Goal A:
In the MRC-NER repository text below, reproduce the passage from "By unifying flat" up to and including "achives SOTA results.", with "SOTA results" renamed to "state-of-the-art results".

Given text:
☆ ☆ ☆ ☆

A Unified MRC Framework for Named Entity Recognition

The repository contains the code of the recent research advances in Shannon.AI.

A Unified MRC Framework for Named Entity Recognition
Xiaoya Li, Jingrong Feng, Yuxian Meng, Qinghong Han, Fei Wu and Jiwei Li
In ACL 2020. paper
If you find this repo helpful, please cite the following:

@article{li2019unified,
  title={A Unified MRC Framework for Named Entity Recognition},
  author={Li, Xiaoya and Feng, Jingrong and Meng, Yuxian and Han, Qinghong and Wu, Fei and Li, Jiwei},
  journal={arXiv preprint arXiv:1910.11476},
  year={2019}
}

For any question, please feel free to contact xiaoya_li@shannonai.com or post Github issues.

Overview

The task of NER is normally divided into nested NER and flat NER depending on whether named entities are nested or not. Instead of treating the task of NER as a sequence labeling problem, we propose to formulate it as a SQuAD-style machine reading comprehension (MRC) task.

For example, the task of assigning the [PER] label to "[Washington] was born into slavery on the farm of James Burroughs" is formalized as answering the question "Which person is mentioned in the text?".

By unifying flat and nested NER under an MRC framework, we're able to gain a huge improvement on both flat and nested NER datasets, which achives SOTA results.

We use MRC-NER to denote the proposed framework.
Here are some of the highlights:

MRC-NER works better than BERT-Tagger with less training data.
MRC-NER is capable of handling both flat and nested NER tasks under a unified framework.
MRC-NER has a better zero-shot learning ability which can predicts labels unseen from the training set.
The query encodes prior information about the entity category to extract and has the potential to disambiguate similar classes.

Experimental Results on Flat/Nested NER Datasets

Experiments are conducted on both Flat and Nested NER datasets. The proposed method achieves vast amount of performance boost over current SOTA models.
We only list comparisons between our proposed method and previous SOTA in terms of span-level micro-averaged F1-score here. For more comparisons and span-level micro Precision/Recall scores, please check out our paper.

Flat NER Datasets

Evaluations are conducted on the widely-used bechmarks: CoNLL2003, OntoNotes 5.0 for English; MSRA, OntoNotes 4.0 for Chinese. We achieve new SOTA results on OntoNotes 5.0, MSRA and OntoNotes 4.0, and comparable results on CoNLL2003.

☆ ☆ ☆ ☆

Goal B:
Please lay out the entries below as a numbered list, from the line with "tag white football shorts" up to and including the line with "[1147,536,1191,691]", leaving out blank lines.

☆ ☆ ☆ ☆

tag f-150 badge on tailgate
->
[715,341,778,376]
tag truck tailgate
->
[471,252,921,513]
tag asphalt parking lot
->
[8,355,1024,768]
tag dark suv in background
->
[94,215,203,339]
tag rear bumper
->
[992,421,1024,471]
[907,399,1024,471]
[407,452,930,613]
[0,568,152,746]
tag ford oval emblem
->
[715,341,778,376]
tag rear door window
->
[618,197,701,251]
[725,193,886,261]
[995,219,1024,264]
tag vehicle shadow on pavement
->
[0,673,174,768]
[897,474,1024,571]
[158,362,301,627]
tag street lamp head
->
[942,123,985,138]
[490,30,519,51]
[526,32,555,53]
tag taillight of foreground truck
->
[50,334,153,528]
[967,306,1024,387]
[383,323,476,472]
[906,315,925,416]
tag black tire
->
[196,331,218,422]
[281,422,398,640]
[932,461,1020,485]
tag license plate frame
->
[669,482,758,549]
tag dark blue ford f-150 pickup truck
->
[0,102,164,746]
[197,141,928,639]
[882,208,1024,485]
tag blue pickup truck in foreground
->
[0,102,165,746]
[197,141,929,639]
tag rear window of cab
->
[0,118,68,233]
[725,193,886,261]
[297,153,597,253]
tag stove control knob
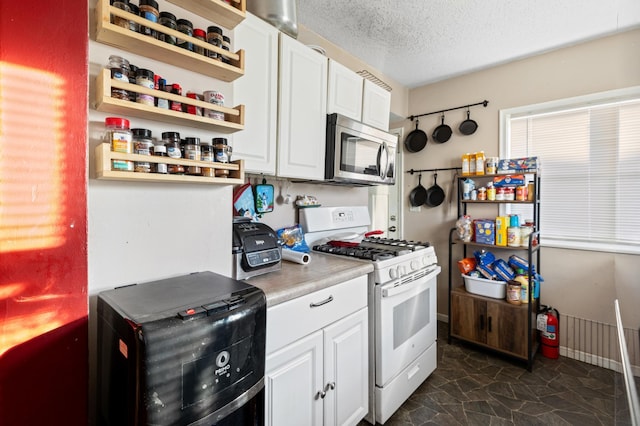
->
[389,268,398,280]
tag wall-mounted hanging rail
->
[405,167,462,174]
[408,99,489,121]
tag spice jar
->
[222,36,231,64]
[153,142,168,174]
[109,55,131,101]
[156,78,169,109]
[507,280,522,305]
[193,28,209,56]
[111,1,131,29]
[177,19,193,52]
[207,25,222,61]
[104,117,133,172]
[186,92,202,116]
[162,132,184,174]
[182,138,202,175]
[129,64,138,102]
[136,68,155,106]
[169,83,182,112]
[202,90,224,120]
[129,3,140,33]
[200,141,216,177]
[158,12,178,45]
[138,0,160,38]
[131,129,153,173]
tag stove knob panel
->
[398,265,407,277]
[389,268,398,280]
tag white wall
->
[402,30,640,328]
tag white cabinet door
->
[265,331,323,426]
[362,80,391,132]
[232,13,279,175]
[327,59,364,121]
[324,308,369,425]
[277,34,328,180]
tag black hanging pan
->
[425,172,444,207]
[409,174,427,207]
[433,114,452,143]
[458,108,478,136]
[404,118,427,152]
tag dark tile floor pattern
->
[361,323,631,426]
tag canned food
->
[507,226,521,247]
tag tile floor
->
[361,323,631,426]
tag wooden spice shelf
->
[95,143,245,185]
[96,0,245,82]
[95,69,244,134]
[167,0,247,30]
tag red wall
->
[0,0,88,426]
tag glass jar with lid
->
[162,132,184,175]
[131,129,153,173]
[182,137,202,175]
[104,117,133,172]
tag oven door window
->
[375,273,437,386]
[340,132,393,179]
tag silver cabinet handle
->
[309,296,333,308]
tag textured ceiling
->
[297,0,640,88]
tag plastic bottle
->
[476,151,485,175]
[513,269,529,303]
[462,152,471,176]
[469,152,476,175]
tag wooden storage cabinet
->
[451,287,535,359]
[449,171,540,370]
[265,276,369,426]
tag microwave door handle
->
[377,142,389,180]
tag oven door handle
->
[382,283,417,297]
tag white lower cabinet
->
[265,277,369,426]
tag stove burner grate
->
[313,244,397,261]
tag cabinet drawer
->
[267,275,367,355]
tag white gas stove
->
[300,206,440,424]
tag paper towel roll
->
[282,249,311,265]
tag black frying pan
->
[425,172,444,207]
[433,114,452,143]
[409,174,427,207]
[404,118,427,152]
[458,108,478,136]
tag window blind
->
[501,94,640,253]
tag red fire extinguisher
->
[538,305,560,359]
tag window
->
[500,87,640,253]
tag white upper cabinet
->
[276,34,328,180]
[327,59,364,121]
[233,13,279,175]
[362,80,391,132]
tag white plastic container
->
[462,274,507,299]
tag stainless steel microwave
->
[325,114,398,185]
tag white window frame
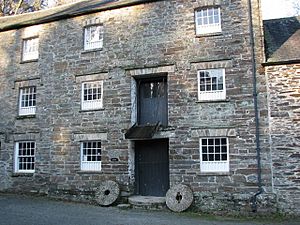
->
[199,137,229,173]
[197,68,226,101]
[81,80,103,110]
[22,37,39,61]
[195,6,222,35]
[19,86,36,116]
[80,141,102,171]
[14,141,36,173]
[84,24,103,50]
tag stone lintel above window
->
[75,72,109,83]
[191,128,237,138]
[190,58,233,71]
[73,133,107,142]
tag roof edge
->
[0,0,162,32]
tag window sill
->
[199,171,233,176]
[79,108,105,113]
[16,114,36,120]
[196,99,230,103]
[20,59,39,64]
[12,172,34,177]
[81,48,103,54]
[196,32,223,38]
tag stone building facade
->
[0,0,299,213]
[263,17,300,214]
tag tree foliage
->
[0,0,48,16]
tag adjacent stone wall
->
[0,0,276,212]
[266,63,300,214]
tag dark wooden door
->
[135,139,169,196]
[138,77,168,126]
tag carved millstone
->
[166,184,194,212]
[95,180,120,206]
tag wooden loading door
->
[135,139,169,196]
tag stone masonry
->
[0,0,299,214]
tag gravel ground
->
[0,194,300,225]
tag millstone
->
[95,180,120,206]
[166,184,194,212]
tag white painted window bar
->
[195,7,222,35]
[198,69,226,101]
[15,141,36,173]
[19,87,36,116]
[22,37,39,61]
[84,25,103,50]
[81,141,101,171]
[200,138,229,172]
[81,81,103,110]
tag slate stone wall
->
[266,63,300,214]
[0,0,276,213]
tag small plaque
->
[110,158,119,162]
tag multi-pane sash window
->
[22,37,39,61]
[19,87,36,116]
[81,141,101,171]
[15,141,36,173]
[81,81,103,110]
[195,7,222,35]
[198,69,226,101]
[200,137,229,172]
[84,25,103,50]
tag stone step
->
[128,196,166,210]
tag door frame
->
[134,138,170,195]
[135,74,169,126]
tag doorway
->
[137,77,168,126]
[135,139,170,197]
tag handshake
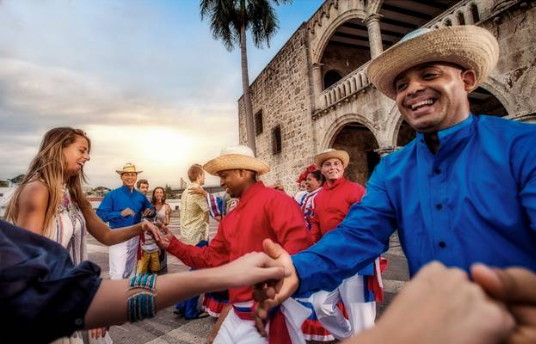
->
[231,239,536,344]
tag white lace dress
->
[47,189,113,344]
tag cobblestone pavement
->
[88,216,407,344]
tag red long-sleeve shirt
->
[167,182,313,303]
[311,177,365,242]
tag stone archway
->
[330,122,380,184]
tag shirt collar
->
[322,177,346,190]
[417,113,474,144]
[120,185,135,194]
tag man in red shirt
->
[162,146,312,343]
[311,149,376,340]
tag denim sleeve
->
[97,192,122,222]
[0,221,101,343]
[292,161,396,297]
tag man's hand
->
[253,239,299,336]
[471,264,536,343]
[141,220,162,242]
[217,252,287,288]
[345,262,514,344]
[89,327,108,339]
[121,208,134,217]
[155,226,175,251]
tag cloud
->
[0,59,237,185]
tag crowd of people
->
[0,25,536,344]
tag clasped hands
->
[253,239,536,344]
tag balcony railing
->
[317,0,494,112]
[319,62,370,109]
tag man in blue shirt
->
[97,163,153,279]
[254,25,536,342]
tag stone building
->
[238,0,536,192]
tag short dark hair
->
[188,164,203,182]
[136,179,149,189]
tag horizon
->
[0,0,324,189]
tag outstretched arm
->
[344,262,516,344]
[83,208,160,246]
[471,264,536,343]
[85,253,285,328]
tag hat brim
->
[367,25,499,99]
[115,170,143,174]
[315,150,350,168]
[203,154,270,175]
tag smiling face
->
[320,158,344,181]
[138,183,149,195]
[305,173,322,192]
[121,172,138,189]
[153,188,164,202]
[395,62,476,133]
[218,170,255,198]
[63,135,89,176]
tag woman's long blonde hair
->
[5,127,91,236]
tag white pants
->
[214,309,268,344]
[108,236,139,279]
[214,298,311,344]
[312,275,376,340]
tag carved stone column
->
[363,13,383,59]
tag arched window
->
[324,69,342,89]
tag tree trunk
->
[240,24,257,156]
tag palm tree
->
[201,0,292,152]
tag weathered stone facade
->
[239,0,536,192]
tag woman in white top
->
[5,127,158,344]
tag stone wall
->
[239,0,536,193]
[481,1,536,122]
[322,45,370,88]
[239,27,314,193]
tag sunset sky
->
[0,0,323,188]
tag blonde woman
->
[5,127,158,344]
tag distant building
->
[238,0,536,192]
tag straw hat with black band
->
[115,162,143,174]
[367,25,499,99]
[203,145,270,175]
[315,148,350,168]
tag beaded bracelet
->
[128,274,156,291]
[128,291,156,322]
[127,274,156,322]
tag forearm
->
[103,223,143,246]
[85,269,229,329]
[84,210,142,246]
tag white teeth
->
[411,99,434,111]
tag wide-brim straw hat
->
[203,145,270,175]
[367,25,499,99]
[315,148,350,168]
[115,162,143,174]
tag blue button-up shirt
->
[97,185,153,228]
[292,115,536,296]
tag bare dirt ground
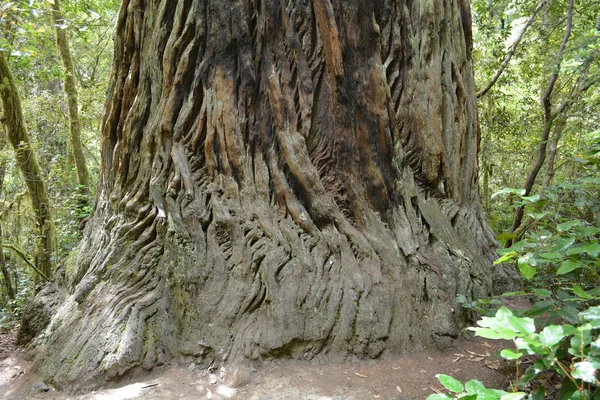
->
[0,330,512,400]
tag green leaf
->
[573,285,593,300]
[494,251,518,265]
[468,328,516,340]
[500,349,523,360]
[529,386,546,400]
[528,211,548,221]
[540,325,567,347]
[465,379,506,400]
[523,194,541,203]
[538,251,564,260]
[533,289,552,297]
[572,361,599,383]
[579,306,600,321]
[525,300,554,317]
[435,374,465,393]
[556,219,581,232]
[508,315,535,335]
[492,188,525,199]
[556,259,585,275]
[518,254,537,280]
[426,393,452,400]
[500,392,527,400]
[519,360,546,385]
[551,236,575,251]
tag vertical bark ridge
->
[28,0,493,390]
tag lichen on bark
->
[24,0,494,385]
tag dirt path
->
[0,326,511,400]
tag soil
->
[0,329,513,400]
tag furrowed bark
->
[0,51,55,277]
[25,0,495,386]
[0,133,15,299]
[50,0,90,195]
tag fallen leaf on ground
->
[485,360,501,371]
[465,350,490,357]
[469,357,484,362]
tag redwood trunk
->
[28,0,494,390]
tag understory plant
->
[428,132,600,400]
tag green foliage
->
[429,132,600,400]
[427,374,526,400]
[0,0,120,321]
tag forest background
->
[0,0,600,396]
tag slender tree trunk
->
[24,0,495,386]
[506,0,575,241]
[50,0,90,195]
[0,129,15,299]
[0,51,55,277]
[542,116,567,190]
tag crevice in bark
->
[24,0,494,385]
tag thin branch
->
[507,0,575,242]
[477,0,548,98]
[4,243,50,281]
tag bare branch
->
[4,243,50,281]
[477,0,548,98]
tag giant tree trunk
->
[27,0,494,385]
[0,128,15,299]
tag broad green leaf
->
[492,188,525,199]
[558,379,581,400]
[575,226,600,237]
[540,325,567,347]
[572,361,600,383]
[508,315,535,335]
[556,219,581,232]
[573,285,593,300]
[529,386,546,400]
[494,251,518,265]
[565,243,600,257]
[533,289,552,297]
[519,360,546,385]
[427,393,452,400]
[579,306,600,327]
[500,392,527,400]
[525,300,554,317]
[590,337,600,357]
[556,259,585,275]
[550,236,576,251]
[528,211,548,221]
[550,306,579,324]
[500,349,523,360]
[435,374,465,393]
[538,251,564,260]
[568,322,592,356]
[523,194,541,203]
[518,254,537,280]
[468,328,516,340]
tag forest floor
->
[0,324,514,400]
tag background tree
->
[0,51,55,280]
[473,0,600,236]
[0,0,119,326]
[23,0,495,385]
[50,0,90,196]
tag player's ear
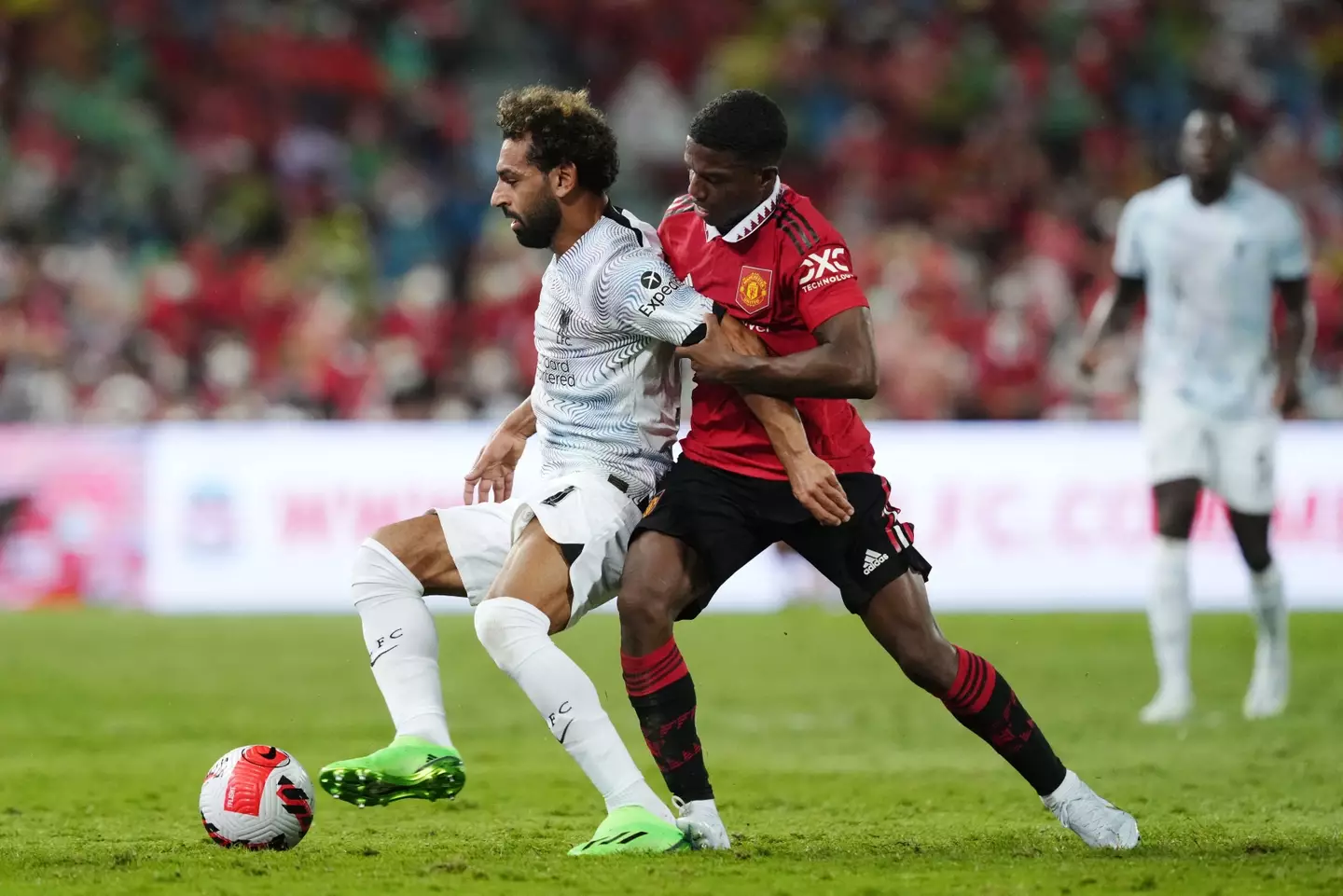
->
[549,161,579,199]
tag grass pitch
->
[0,610,1343,896]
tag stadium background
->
[0,0,1343,612]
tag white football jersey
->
[532,207,713,500]
[1114,174,1309,418]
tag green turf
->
[0,610,1343,896]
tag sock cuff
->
[941,647,998,716]
[620,638,690,697]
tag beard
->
[507,196,560,249]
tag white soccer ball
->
[201,744,314,849]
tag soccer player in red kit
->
[617,90,1139,849]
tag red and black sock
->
[941,647,1066,796]
[620,640,713,802]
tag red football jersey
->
[658,182,873,479]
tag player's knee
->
[1241,543,1273,572]
[616,582,675,631]
[1155,479,1200,539]
[895,627,956,695]
[476,598,550,674]
[351,539,424,607]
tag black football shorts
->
[632,457,932,619]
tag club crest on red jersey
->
[738,265,773,314]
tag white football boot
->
[1242,626,1291,719]
[672,796,732,849]
[1138,681,1194,725]
[1040,770,1141,849]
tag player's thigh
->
[782,473,932,615]
[485,517,574,634]
[619,458,779,619]
[372,510,466,597]
[1209,417,1279,516]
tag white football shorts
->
[1141,393,1280,515]
[434,473,644,627]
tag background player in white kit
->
[318,88,852,854]
[1083,110,1310,723]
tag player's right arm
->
[714,314,852,525]
[1081,193,1147,376]
[462,397,536,503]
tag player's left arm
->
[1273,203,1315,415]
[684,238,877,399]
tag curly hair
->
[690,90,788,168]
[495,85,620,193]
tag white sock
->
[351,539,452,747]
[476,598,674,822]
[1251,563,1287,643]
[1147,536,1191,691]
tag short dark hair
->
[690,90,788,168]
[495,85,620,193]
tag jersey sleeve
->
[784,229,867,330]
[1112,193,1147,280]
[604,251,713,345]
[1270,205,1310,281]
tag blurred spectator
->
[0,0,1343,423]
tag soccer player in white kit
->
[1083,110,1310,723]
[318,86,852,854]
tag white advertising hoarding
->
[145,423,782,613]
[146,423,1343,613]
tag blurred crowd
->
[0,0,1343,423]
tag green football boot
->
[317,737,466,806]
[570,806,690,856]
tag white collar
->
[704,177,783,243]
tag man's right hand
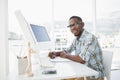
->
[48,52,56,59]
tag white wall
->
[0,0,8,80]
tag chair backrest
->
[103,50,113,80]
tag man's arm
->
[60,52,85,64]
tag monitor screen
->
[30,24,50,42]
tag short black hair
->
[69,16,82,22]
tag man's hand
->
[48,52,56,59]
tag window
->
[96,0,120,67]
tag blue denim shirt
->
[65,30,105,78]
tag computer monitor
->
[15,10,51,51]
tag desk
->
[8,61,98,80]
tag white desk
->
[10,61,98,80]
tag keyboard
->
[39,57,54,68]
[50,57,71,62]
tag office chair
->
[103,50,113,80]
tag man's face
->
[69,18,83,36]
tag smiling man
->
[48,16,104,80]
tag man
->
[49,16,104,80]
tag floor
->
[111,69,120,80]
[8,40,120,80]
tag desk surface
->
[8,61,98,80]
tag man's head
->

☆ ☆ ☆ ☆

Correct answer A:
By unifying flat and nested NER under an MRC framework, we're able to gain a huge improvement on both flat and nested NER datasets, which achives state-of-the-art results.

Correct answer B:
1. tag white football shorts
2. ->
3. [1141,393,1280,515]
4. [434,473,644,627]
5. tag background player in white kit
6. ->
7. [318,88,852,854]
8. [1083,110,1310,723]
9. tag player's right arm
10. ->
11. [714,314,852,525]
12. [1081,193,1147,376]
13. [462,397,536,503]
14. tag player's left arm
15. ->
16. [1273,203,1315,415]
17. [684,238,877,399]
18. tag curly hair
19. ->
20. [690,90,788,168]
21. [495,85,620,193]
22. tag white sock
23. ->
24. [351,539,452,747]
25. [476,598,674,822]
26. [1251,563,1287,643]
27. [1147,536,1191,691]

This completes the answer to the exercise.